**Assigned task:**
Leave out all lines before the one containing "Query: street light", and copy that line and all the rest below it exactly.

[Information]

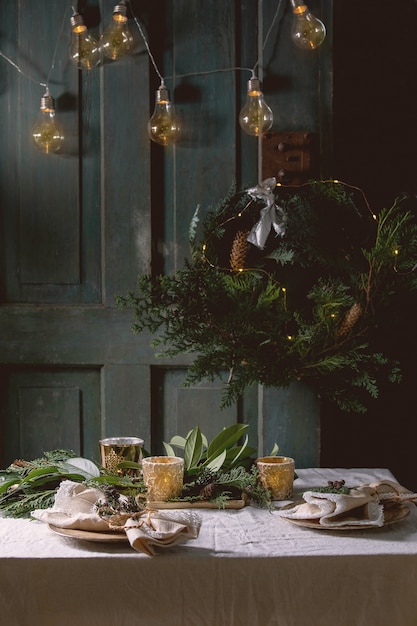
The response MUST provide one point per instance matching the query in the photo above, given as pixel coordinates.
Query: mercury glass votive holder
(163, 477)
(115, 450)
(276, 474)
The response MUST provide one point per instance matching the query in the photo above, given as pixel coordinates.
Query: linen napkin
(361, 506)
(75, 508)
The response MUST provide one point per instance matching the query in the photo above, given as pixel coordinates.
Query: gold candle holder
(276, 474)
(163, 477)
(115, 450)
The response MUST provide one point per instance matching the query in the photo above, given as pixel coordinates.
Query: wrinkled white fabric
(246, 567)
(362, 506)
(75, 508)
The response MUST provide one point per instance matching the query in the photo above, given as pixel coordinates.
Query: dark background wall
(375, 138)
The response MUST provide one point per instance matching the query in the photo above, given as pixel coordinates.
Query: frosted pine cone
(349, 319)
(239, 250)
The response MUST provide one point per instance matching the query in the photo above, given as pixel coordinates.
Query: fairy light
(46, 133)
(264, 114)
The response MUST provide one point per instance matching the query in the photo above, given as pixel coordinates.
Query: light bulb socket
(254, 84)
(47, 103)
(120, 9)
(162, 94)
(120, 13)
(297, 5)
(77, 23)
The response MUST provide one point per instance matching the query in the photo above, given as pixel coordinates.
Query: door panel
(50, 407)
(78, 227)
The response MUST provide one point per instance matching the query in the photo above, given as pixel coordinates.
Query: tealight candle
(276, 474)
(115, 450)
(163, 477)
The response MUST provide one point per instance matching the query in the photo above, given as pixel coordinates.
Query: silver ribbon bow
(268, 216)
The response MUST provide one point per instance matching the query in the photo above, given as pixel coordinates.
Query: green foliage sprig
(307, 307)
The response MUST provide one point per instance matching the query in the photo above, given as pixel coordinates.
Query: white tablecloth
(248, 567)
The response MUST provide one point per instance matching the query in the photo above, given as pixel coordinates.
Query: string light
(84, 50)
(256, 117)
(47, 133)
(117, 40)
(307, 31)
(163, 127)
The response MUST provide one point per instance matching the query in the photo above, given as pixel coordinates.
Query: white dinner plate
(87, 535)
(392, 515)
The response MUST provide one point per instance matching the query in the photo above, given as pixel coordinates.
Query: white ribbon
(268, 215)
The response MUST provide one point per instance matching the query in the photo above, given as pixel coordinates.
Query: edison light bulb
(307, 31)
(117, 40)
(84, 49)
(255, 117)
(163, 127)
(47, 134)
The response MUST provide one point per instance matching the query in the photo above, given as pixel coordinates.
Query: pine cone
(349, 319)
(239, 250)
(208, 492)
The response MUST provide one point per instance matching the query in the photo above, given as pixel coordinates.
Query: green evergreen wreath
(306, 305)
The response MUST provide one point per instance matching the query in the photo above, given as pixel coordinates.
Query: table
(248, 567)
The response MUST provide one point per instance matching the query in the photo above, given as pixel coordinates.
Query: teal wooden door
(78, 226)
(75, 231)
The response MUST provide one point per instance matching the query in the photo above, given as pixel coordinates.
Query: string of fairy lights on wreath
(116, 41)
(253, 199)
(258, 193)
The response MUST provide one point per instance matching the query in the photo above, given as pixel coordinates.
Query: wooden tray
(228, 504)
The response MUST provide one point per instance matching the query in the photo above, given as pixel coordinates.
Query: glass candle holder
(163, 477)
(115, 450)
(276, 474)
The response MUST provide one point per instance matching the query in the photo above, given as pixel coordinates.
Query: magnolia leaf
(226, 439)
(5, 486)
(238, 453)
(169, 450)
(84, 466)
(274, 450)
(216, 463)
(128, 465)
(178, 441)
(193, 449)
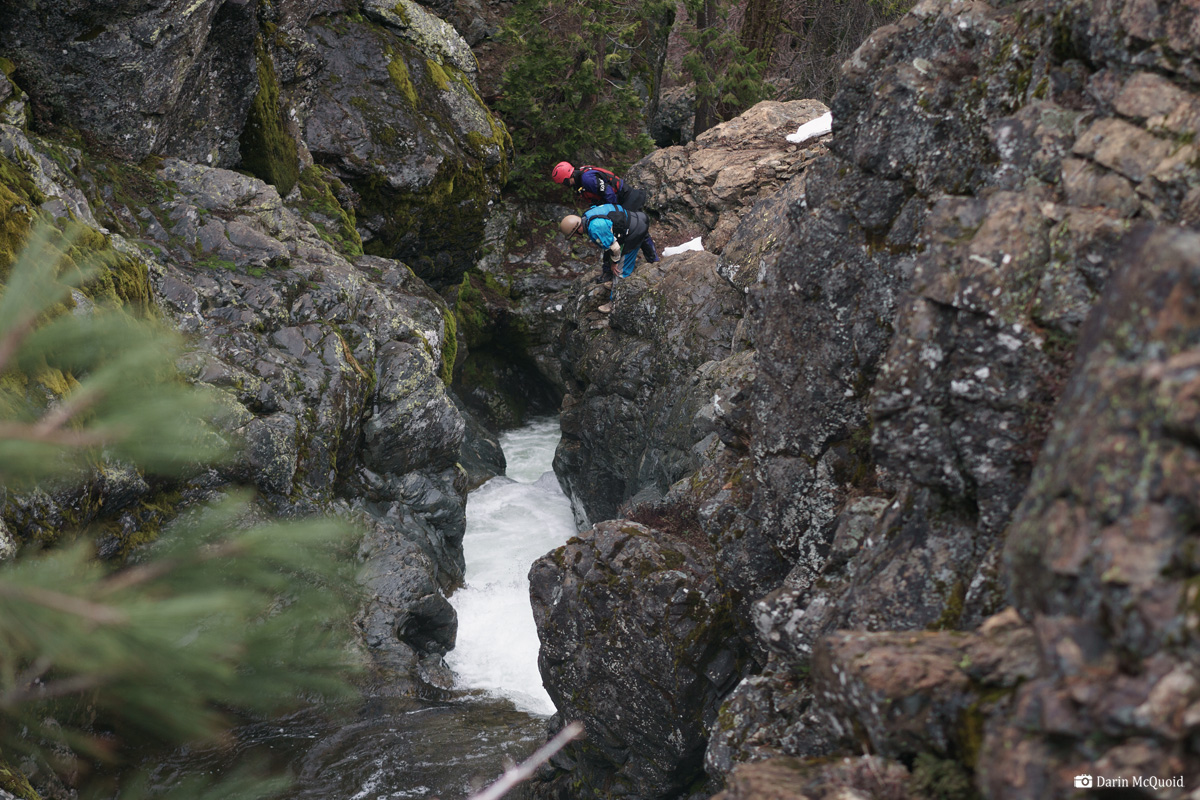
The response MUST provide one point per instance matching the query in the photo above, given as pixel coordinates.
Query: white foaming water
(511, 522)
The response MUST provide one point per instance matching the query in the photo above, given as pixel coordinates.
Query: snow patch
(813, 128)
(684, 247)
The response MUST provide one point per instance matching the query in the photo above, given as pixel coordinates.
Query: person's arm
(600, 232)
(595, 184)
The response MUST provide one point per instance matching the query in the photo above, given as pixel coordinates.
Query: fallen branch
(525, 770)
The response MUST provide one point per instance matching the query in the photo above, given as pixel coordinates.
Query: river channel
(388, 747)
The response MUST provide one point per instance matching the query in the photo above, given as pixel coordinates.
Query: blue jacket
(599, 226)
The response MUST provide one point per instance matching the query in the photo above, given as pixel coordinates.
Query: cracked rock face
(172, 77)
(311, 352)
(703, 188)
(621, 611)
(915, 450)
(633, 415)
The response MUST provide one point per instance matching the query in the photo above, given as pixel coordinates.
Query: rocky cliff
(256, 173)
(947, 491)
(903, 465)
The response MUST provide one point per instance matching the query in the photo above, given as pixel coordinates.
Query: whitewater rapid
(511, 521)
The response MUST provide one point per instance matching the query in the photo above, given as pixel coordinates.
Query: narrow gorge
(889, 492)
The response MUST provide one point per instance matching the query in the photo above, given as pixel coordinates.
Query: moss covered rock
(396, 116)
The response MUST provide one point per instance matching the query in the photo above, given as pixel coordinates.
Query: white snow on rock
(813, 128)
(684, 247)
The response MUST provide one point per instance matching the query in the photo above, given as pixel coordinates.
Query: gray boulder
(631, 623)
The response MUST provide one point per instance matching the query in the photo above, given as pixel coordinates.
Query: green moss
(151, 513)
(450, 347)
(19, 200)
(941, 780)
(216, 263)
(15, 782)
(399, 72)
(268, 150)
(438, 74)
(952, 614)
(319, 205)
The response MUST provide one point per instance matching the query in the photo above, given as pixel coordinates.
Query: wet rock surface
(943, 416)
(618, 609)
(328, 366)
(633, 417)
(705, 187)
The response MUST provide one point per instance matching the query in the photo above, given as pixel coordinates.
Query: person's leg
(629, 263)
(648, 250)
(606, 264)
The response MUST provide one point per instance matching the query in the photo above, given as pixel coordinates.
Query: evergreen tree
(729, 74)
(574, 89)
(217, 618)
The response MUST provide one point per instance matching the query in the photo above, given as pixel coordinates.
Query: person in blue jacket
(619, 233)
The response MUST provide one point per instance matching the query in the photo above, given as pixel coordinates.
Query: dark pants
(637, 236)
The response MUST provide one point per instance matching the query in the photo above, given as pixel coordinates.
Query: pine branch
(95, 613)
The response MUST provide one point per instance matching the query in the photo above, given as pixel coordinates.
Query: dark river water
(389, 747)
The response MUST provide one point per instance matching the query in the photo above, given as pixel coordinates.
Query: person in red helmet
(597, 186)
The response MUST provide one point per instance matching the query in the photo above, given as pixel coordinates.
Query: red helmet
(561, 172)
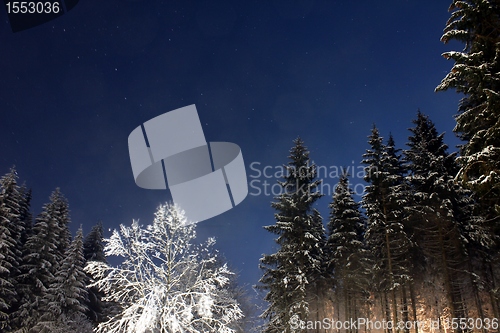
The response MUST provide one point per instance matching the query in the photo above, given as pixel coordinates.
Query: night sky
(261, 73)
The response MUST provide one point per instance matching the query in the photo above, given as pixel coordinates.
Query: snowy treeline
(415, 248)
(165, 283)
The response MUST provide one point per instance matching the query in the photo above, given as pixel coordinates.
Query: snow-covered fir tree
(347, 258)
(10, 254)
(291, 275)
(443, 211)
(386, 236)
(476, 74)
(63, 306)
(165, 283)
(42, 258)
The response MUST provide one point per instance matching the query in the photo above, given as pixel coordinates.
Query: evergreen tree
(10, 255)
(165, 283)
(386, 236)
(93, 250)
(43, 256)
(347, 257)
(476, 74)
(291, 274)
(65, 298)
(444, 213)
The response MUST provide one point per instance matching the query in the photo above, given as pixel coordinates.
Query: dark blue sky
(261, 73)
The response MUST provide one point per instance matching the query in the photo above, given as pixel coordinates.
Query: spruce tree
(43, 256)
(386, 235)
(291, 273)
(347, 257)
(93, 250)
(443, 211)
(10, 255)
(476, 74)
(63, 302)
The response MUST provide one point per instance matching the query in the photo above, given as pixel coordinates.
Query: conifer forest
(418, 251)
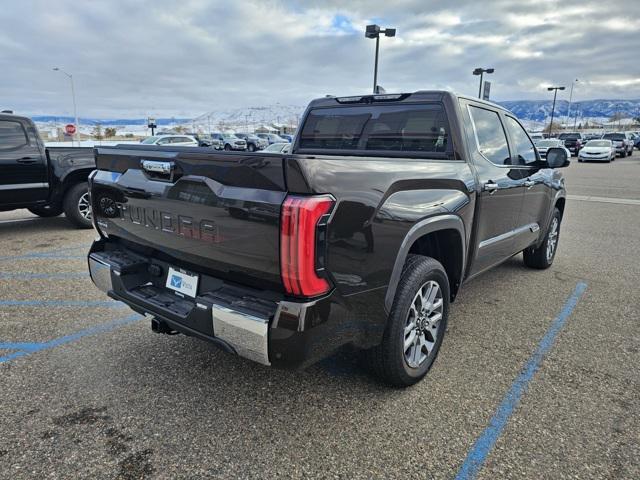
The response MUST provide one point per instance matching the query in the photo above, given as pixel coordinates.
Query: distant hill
(532, 110)
(107, 121)
(540, 110)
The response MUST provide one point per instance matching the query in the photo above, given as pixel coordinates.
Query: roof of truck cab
(12, 116)
(410, 97)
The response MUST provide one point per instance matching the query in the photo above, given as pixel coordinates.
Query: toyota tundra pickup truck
(361, 236)
(47, 181)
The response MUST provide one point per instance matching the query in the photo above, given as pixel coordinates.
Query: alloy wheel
(552, 241)
(84, 206)
(423, 324)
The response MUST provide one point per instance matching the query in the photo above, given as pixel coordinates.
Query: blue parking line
(58, 253)
(26, 348)
(485, 443)
(62, 303)
(46, 276)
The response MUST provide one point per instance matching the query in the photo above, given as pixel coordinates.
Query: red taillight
(299, 224)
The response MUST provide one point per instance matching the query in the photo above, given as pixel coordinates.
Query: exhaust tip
(159, 326)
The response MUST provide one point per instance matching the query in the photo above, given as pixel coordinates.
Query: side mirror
(557, 158)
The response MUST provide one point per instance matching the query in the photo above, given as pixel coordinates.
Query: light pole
(374, 31)
(73, 96)
(570, 98)
(553, 109)
(481, 72)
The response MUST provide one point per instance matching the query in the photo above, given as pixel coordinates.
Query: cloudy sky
(169, 58)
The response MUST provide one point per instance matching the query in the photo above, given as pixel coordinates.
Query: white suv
(171, 140)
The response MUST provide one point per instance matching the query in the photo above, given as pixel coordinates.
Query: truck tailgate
(218, 212)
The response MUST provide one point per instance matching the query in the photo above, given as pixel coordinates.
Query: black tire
(73, 205)
(388, 360)
(539, 257)
(46, 211)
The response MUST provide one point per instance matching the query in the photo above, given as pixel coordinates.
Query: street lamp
(553, 109)
(481, 72)
(73, 96)
(374, 31)
(570, 98)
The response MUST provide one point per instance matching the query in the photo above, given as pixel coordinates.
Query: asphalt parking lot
(537, 377)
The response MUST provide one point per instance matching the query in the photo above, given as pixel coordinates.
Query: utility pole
(374, 31)
(73, 96)
(481, 72)
(570, 98)
(553, 109)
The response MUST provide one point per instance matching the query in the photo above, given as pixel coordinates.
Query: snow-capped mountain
(533, 112)
(540, 110)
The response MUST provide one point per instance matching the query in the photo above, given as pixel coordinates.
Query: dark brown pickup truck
(361, 236)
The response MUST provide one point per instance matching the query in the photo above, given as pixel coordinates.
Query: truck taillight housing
(303, 225)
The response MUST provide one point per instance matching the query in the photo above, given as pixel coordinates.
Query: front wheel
(416, 324)
(77, 207)
(47, 211)
(542, 257)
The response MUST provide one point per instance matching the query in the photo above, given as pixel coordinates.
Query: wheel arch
(441, 237)
(72, 178)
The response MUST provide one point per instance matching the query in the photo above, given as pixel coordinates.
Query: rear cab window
(420, 130)
(12, 135)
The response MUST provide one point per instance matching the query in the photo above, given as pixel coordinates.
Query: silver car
(598, 150)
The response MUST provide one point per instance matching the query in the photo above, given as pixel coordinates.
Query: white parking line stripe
(621, 201)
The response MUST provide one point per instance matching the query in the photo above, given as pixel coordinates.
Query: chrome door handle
(27, 160)
(490, 187)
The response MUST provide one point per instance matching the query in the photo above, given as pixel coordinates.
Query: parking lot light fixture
(481, 72)
(73, 96)
(553, 108)
(374, 31)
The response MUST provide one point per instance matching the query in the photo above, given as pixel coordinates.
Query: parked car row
(219, 141)
(623, 143)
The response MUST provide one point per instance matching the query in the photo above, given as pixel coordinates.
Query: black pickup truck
(47, 181)
(361, 236)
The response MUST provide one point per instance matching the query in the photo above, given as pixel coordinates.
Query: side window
(524, 148)
(12, 135)
(492, 141)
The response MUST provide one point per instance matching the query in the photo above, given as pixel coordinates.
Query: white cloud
(134, 58)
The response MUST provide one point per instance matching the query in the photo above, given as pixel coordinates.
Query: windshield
(598, 143)
(547, 143)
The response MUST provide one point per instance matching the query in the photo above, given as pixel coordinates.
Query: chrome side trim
(23, 186)
(100, 274)
(531, 227)
(247, 334)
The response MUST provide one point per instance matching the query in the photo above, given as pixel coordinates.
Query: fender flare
(423, 227)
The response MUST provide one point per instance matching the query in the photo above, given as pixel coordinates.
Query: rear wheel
(416, 324)
(77, 207)
(542, 257)
(47, 211)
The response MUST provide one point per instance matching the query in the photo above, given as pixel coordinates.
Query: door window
(525, 150)
(12, 135)
(490, 136)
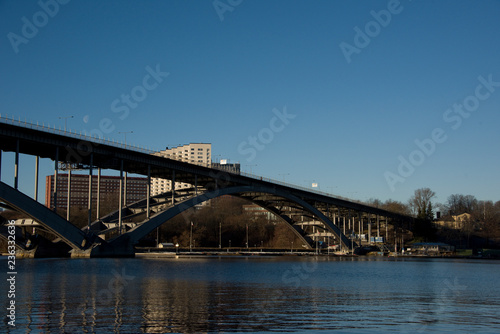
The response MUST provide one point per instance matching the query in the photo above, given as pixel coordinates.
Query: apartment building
(194, 153)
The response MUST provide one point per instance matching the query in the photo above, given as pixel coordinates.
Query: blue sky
(356, 102)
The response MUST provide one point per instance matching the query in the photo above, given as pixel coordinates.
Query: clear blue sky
(356, 101)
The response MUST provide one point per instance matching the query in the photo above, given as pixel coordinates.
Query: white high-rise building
(194, 153)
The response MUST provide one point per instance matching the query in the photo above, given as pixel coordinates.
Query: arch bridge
(312, 215)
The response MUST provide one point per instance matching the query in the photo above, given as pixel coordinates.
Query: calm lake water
(255, 294)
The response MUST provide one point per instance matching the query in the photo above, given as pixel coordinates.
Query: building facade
(136, 189)
(194, 153)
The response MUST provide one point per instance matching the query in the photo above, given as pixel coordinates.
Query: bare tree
(421, 203)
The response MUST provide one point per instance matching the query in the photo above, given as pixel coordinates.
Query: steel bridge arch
(59, 226)
(133, 236)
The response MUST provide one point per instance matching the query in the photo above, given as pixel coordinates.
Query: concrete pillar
(378, 226)
(16, 166)
(56, 160)
(173, 187)
(37, 163)
(196, 185)
(125, 190)
(90, 189)
(369, 227)
(148, 191)
(120, 200)
(360, 226)
(98, 209)
(386, 229)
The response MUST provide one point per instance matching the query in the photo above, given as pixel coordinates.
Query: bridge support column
(125, 189)
(68, 202)
(90, 189)
(37, 162)
(173, 187)
(369, 223)
(98, 208)
(378, 226)
(386, 229)
(120, 200)
(56, 167)
(360, 226)
(16, 166)
(196, 185)
(148, 191)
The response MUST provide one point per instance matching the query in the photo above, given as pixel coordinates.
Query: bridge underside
(311, 215)
(298, 214)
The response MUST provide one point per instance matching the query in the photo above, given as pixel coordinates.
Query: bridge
(312, 215)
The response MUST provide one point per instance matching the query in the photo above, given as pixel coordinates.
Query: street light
(284, 176)
(125, 133)
(251, 167)
(65, 120)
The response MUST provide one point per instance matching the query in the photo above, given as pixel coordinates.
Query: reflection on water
(303, 294)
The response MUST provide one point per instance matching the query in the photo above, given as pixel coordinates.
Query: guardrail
(69, 133)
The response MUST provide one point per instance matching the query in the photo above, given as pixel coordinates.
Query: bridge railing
(291, 185)
(73, 134)
(98, 140)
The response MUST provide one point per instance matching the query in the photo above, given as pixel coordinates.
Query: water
(255, 294)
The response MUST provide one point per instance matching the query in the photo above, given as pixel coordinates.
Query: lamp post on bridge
(65, 120)
(125, 134)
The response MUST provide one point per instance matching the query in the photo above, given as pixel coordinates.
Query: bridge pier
(122, 247)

[/Information]

**Reply to the task:**
Query: street light
(284, 176)
(125, 133)
(251, 167)
(65, 120)
The response MUST provide one point per instance matching the query in the photo above, given as pixel coordinates.
Query: reflection on water
(303, 294)
The response MUST provide one point per instance matching the query in the photo above, given as pixel coordinates.
Query: guardrail
(69, 133)
The response MUST provide one point per instance matching the query in the photo above, given as pixel coordinates.
Query: bridge railing
(291, 185)
(73, 134)
(98, 140)
The response MUST provide one point per instance matching the query in the photo above, given as pixel coordinates.
Query: water
(255, 294)
The response MUST provide one point per instance matching the query in the photo above, given as pixel coordinates.
Query: lamp post on bridge
(65, 120)
(125, 134)
The response MUST provide one point per instance matching the query in the photo above, given as pixel coordinates.
Query: bridge pier
(122, 247)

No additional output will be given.